[Do this]
Write out the interview excerpt below word for word, from start to finish.

S: So I worked my way through it. I don’t claim I really understood what was really going on, but I certainly understood it line by line. I was not yet familiar with the downward Skolem–Löwenheim Theorem4 and no one had heard of fine structure or anything like that. I mean none of that existed. But I was able to give myself intuitive explanations as well as checking all the formal things. Gödel’s monograph tells you every detail, you just have to check it and the argument sort of made sense. I guess sort of. But the real understanding of it came later. Thanks to a number of people, one of whom was Dana Scott.

Q: You met Scott in the late fifties?

S: No. I met him, I guess, in ’61. I got my PhD in ’61 and I think I met him somewhere around Princeton, maybe the fall of ’60. Somewhere in the academic year ’61 to ’63, he must have been passing through. Let me see. I went to Princeton on a postdoctoral fellowship ’61 to ’62 and I used it at the Institute for Advanced Study. Of course a lot of people came there and gave talks. He must have been one of them. Kreisel, for example, came through a couple of times. Church was on leave for a semester or two. So he was replaced by Abraham Robinson, whom I met at that time.

Q: Robinson was visiting …

S: Robinson was a visiting professor, I guess, for the academic year beginning 1961. I met him then and he was very encouraging. He seemed eager to speak with me. He certainly gave me a big lift.

Q: Maybe I can bring things back a little, to a few years before that. So you were in the army and you got this book by Kleene. But when you decided to do mathematics – switch to mathematics – how did you decide logic was the way to go, rather than algebra, geometry or whatever?

[Entries]

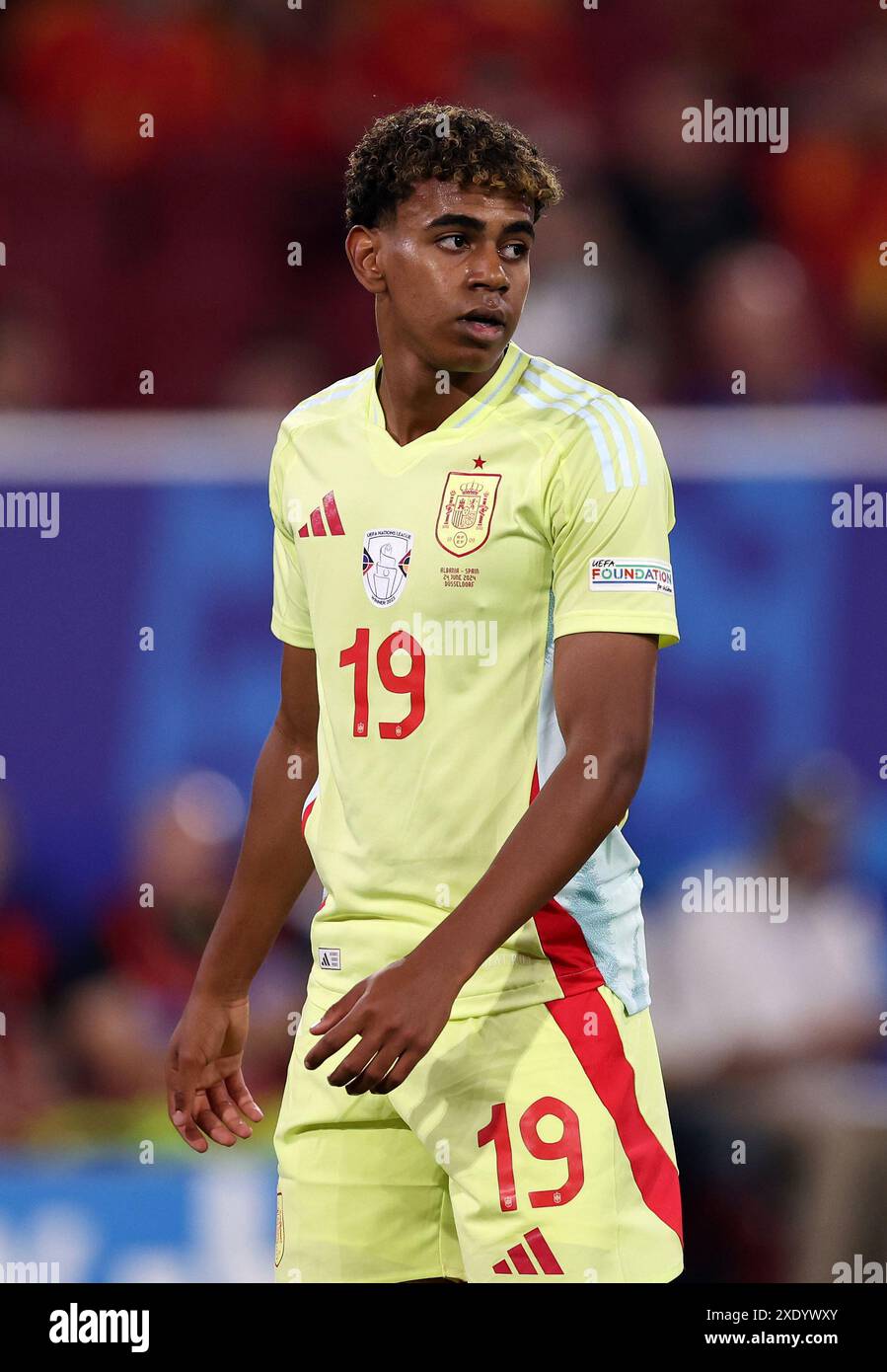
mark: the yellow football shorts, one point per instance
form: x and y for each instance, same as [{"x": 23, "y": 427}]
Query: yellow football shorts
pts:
[{"x": 527, "y": 1146}]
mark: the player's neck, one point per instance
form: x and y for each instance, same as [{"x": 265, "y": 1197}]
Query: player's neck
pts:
[{"x": 410, "y": 393}]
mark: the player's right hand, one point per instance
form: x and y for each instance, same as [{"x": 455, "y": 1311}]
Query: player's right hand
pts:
[{"x": 203, "y": 1073}]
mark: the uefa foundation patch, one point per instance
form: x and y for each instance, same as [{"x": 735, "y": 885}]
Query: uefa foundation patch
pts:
[{"x": 629, "y": 573}]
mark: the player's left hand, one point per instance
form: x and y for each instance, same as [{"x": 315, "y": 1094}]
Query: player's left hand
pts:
[{"x": 398, "y": 1013}]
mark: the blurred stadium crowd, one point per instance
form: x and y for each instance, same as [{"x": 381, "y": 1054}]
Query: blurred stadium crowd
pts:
[
  {"x": 170, "y": 253},
  {"x": 126, "y": 253}
]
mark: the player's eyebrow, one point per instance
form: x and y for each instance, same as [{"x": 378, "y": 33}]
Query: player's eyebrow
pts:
[{"x": 469, "y": 221}]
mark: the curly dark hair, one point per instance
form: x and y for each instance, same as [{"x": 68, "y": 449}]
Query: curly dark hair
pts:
[{"x": 447, "y": 141}]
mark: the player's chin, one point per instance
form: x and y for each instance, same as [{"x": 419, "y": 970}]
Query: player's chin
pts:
[{"x": 475, "y": 351}]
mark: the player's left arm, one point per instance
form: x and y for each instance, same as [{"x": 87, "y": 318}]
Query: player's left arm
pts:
[{"x": 608, "y": 505}]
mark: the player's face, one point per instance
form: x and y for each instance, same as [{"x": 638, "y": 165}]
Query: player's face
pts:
[{"x": 456, "y": 265}]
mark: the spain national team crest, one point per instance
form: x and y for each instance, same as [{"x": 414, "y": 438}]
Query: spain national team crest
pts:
[
  {"x": 465, "y": 512},
  {"x": 386, "y": 563}
]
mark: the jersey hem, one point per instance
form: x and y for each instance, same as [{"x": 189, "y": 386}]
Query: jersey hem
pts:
[{"x": 583, "y": 622}]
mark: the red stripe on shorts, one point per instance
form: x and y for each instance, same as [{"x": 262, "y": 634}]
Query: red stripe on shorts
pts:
[{"x": 602, "y": 1056}]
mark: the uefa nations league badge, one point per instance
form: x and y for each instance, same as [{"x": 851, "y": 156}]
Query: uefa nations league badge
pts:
[{"x": 386, "y": 563}]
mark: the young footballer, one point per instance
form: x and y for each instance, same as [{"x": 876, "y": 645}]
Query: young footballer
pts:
[{"x": 471, "y": 582}]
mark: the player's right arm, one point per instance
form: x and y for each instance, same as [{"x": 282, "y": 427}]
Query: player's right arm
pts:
[{"x": 206, "y": 1091}]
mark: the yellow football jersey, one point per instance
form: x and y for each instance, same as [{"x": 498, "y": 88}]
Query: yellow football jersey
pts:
[{"x": 430, "y": 579}]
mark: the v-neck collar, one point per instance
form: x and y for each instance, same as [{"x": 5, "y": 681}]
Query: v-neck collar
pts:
[{"x": 394, "y": 457}]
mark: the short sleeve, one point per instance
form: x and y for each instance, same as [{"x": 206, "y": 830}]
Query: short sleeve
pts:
[
  {"x": 289, "y": 614},
  {"x": 609, "y": 509}
]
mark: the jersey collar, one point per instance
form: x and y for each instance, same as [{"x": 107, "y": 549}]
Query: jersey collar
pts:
[{"x": 468, "y": 415}]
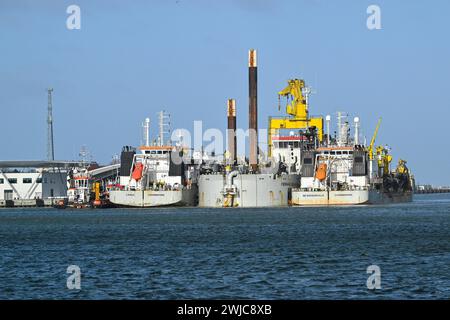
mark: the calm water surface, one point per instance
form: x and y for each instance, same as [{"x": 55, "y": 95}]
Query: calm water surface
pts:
[{"x": 179, "y": 253}]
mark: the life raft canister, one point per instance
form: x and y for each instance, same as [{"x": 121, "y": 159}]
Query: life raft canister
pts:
[
  {"x": 321, "y": 172},
  {"x": 137, "y": 172}
]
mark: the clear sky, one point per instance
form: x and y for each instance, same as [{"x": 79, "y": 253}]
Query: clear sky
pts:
[{"x": 132, "y": 58}]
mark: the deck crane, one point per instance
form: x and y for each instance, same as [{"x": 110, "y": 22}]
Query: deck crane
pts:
[
  {"x": 370, "y": 149},
  {"x": 297, "y": 109}
]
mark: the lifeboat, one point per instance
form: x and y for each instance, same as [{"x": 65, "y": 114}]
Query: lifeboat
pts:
[
  {"x": 321, "y": 172},
  {"x": 137, "y": 172}
]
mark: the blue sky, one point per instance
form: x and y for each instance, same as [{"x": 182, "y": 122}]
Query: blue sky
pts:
[{"x": 132, "y": 58}]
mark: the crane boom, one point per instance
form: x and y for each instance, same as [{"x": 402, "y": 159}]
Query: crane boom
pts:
[
  {"x": 298, "y": 107},
  {"x": 372, "y": 142}
]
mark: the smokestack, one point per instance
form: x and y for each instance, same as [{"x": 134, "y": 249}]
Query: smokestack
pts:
[
  {"x": 328, "y": 120},
  {"x": 50, "y": 146},
  {"x": 356, "y": 120},
  {"x": 232, "y": 145},
  {"x": 253, "y": 108}
]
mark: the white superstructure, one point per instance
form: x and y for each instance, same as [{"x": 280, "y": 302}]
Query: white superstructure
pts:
[{"x": 33, "y": 184}]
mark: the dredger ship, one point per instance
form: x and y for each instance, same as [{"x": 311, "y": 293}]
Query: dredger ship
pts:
[
  {"x": 157, "y": 175},
  {"x": 337, "y": 170},
  {"x": 304, "y": 166}
]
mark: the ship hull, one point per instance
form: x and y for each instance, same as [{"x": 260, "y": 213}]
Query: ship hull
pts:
[
  {"x": 150, "y": 198},
  {"x": 253, "y": 190},
  {"x": 354, "y": 197}
]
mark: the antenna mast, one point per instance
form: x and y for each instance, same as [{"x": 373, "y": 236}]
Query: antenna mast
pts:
[
  {"x": 50, "y": 146},
  {"x": 164, "y": 126}
]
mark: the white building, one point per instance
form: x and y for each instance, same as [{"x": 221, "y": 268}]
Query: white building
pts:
[{"x": 33, "y": 184}]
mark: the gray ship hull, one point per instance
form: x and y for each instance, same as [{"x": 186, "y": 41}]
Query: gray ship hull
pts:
[
  {"x": 252, "y": 190},
  {"x": 354, "y": 197},
  {"x": 150, "y": 198}
]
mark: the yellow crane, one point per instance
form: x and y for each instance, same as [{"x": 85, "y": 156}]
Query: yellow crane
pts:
[
  {"x": 372, "y": 142},
  {"x": 297, "y": 110}
]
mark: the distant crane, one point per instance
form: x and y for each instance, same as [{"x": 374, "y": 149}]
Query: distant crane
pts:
[{"x": 50, "y": 146}]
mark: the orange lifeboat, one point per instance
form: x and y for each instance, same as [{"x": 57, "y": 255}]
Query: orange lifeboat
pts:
[
  {"x": 321, "y": 172},
  {"x": 137, "y": 172}
]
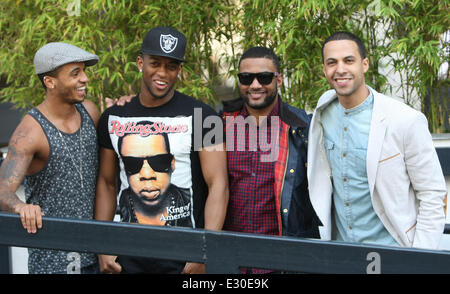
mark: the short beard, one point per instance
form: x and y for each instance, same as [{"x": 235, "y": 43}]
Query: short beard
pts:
[{"x": 159, "y": 96}]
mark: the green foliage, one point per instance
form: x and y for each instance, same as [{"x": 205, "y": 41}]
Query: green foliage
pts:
[{"x": 401, "y": 36}]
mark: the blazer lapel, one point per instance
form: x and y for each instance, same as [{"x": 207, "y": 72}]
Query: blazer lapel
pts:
[{"x": 378, "y": 127}]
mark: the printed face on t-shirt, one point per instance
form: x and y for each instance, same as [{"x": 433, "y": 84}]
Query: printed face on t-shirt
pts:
[{"x": 151, "y": 166}]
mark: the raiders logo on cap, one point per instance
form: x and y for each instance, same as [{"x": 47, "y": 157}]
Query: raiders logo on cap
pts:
[{"x": 168, "y": 43}]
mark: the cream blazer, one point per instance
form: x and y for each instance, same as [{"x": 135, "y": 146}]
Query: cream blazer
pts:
[{"x": 405, "y": 178}]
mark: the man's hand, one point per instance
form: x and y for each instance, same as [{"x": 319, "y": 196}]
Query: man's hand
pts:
[
  {"x": 121, "y": 101},
  {"x": 30, "y": 215},
  {"x": 108, "y": 264},
  {"x": 194, "y": 268}
]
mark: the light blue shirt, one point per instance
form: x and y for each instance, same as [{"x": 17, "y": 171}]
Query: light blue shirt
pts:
[{"x": 346, "y": 134}]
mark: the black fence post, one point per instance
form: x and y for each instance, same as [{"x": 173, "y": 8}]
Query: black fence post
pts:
[{"x": 4, "y": 260}]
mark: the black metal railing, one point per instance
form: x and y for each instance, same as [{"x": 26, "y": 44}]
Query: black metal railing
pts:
[{"x": 222, "y": 252}]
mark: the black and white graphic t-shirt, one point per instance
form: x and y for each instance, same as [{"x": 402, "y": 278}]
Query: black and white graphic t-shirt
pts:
[{"x": 161, "y": 182}]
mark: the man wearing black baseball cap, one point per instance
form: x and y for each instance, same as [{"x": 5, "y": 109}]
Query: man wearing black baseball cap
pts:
[
  {"x": 202, "y": 172},
  {"x": 54, "y": 152}
]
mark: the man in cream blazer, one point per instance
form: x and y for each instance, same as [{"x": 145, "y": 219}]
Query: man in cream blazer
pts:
[{"x": 401, "y": 181}]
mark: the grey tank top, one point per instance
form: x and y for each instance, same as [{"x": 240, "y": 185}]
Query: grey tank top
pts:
[{"x": 59, "y": 190}]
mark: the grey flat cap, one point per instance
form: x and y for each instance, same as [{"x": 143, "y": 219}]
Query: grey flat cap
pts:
[{"x": 53, "y": 55}]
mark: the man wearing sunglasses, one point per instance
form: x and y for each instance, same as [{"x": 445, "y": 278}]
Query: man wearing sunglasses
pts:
[
  {"x": 267, "y": 195},
  {"x": 147, "y": 169}
]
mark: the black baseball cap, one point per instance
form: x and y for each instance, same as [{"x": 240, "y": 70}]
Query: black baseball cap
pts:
[{"x": 164, "y": 41}]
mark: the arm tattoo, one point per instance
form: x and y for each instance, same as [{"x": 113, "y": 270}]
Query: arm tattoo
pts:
[{"x": 12, "y": 172}]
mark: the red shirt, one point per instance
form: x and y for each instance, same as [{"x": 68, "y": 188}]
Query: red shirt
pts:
[{"x": 252, "y": 207}]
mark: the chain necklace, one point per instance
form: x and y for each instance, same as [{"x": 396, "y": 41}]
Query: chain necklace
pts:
[{"x": 79, "y": 170}]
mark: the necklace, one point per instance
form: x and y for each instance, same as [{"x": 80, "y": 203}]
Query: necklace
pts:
[{"x": 79, "y": 170}]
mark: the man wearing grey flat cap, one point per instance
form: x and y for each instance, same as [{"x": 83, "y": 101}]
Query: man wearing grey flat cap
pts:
[
  {"x": 53, "y": 151},
  {"x": 202, "y": 172}
]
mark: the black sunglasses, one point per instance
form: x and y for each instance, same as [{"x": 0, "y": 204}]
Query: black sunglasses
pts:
[
  {"x": 264, "y": 78},
  {"x": 159, "y": 163}
]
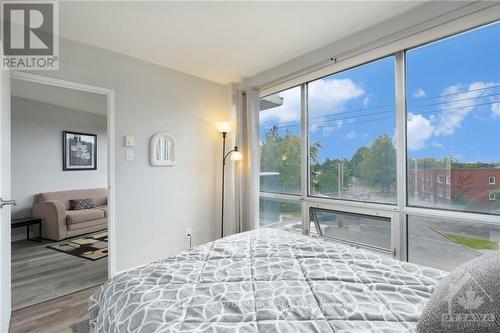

[Solution for this exercise]
S: So I worked my way through it. I don’t claim I really understood what was really going on, but I certainly understood it line by line. I was not yet familiar with the downward Skolem–Löwenheim Theorem4 and no one had heard of fine structure or anything like that. I mean none of that existed. But I was able to give myself intuitive explanations as well as checking all the formal things. Gödel’s monograph tells you every detail, you just have to check it and the argument sort of made sense. I guess sort of. But the real understanding of it came later. Thanks to a number of people, one of whom was Dana Scott.

Q: You met Scott in the late fifties?

S: No. I met him, I guess, in ’61. I got my PhD in ’61 and I think I met him somewhere around Princeton, maybe the fall of ’60. Somewhere in the academic year ’61 to ’63, he must have been passing through. Let me see. I went to Princeton on a postdoctoral fellowship ’61 to ’62 and I used it at the Institute for Advanced Study. Of course a lot of people came there and gave talks. He must have been one of them. Kreisel, for example, came through a couple of times. Church was on leave for a semester or two. So he was replaced by Abraham Robinson, whom I met at that time.

Q: Robinson was visiting …

S: Robinson was a visiting professor, I guess, for the academic year beginning 1961. I met him then and he was very encouraging. He seemed eager to speak with me. He certainly gave me a big lift.

Q: Maybe I can bring things back a little, to a few years before that. So you were in the army and you got this book by Kleene. But when you decided to do mathematics – switch to mathematics – how did you decide logic was the way to go, rather than algebra, geometry or whatever?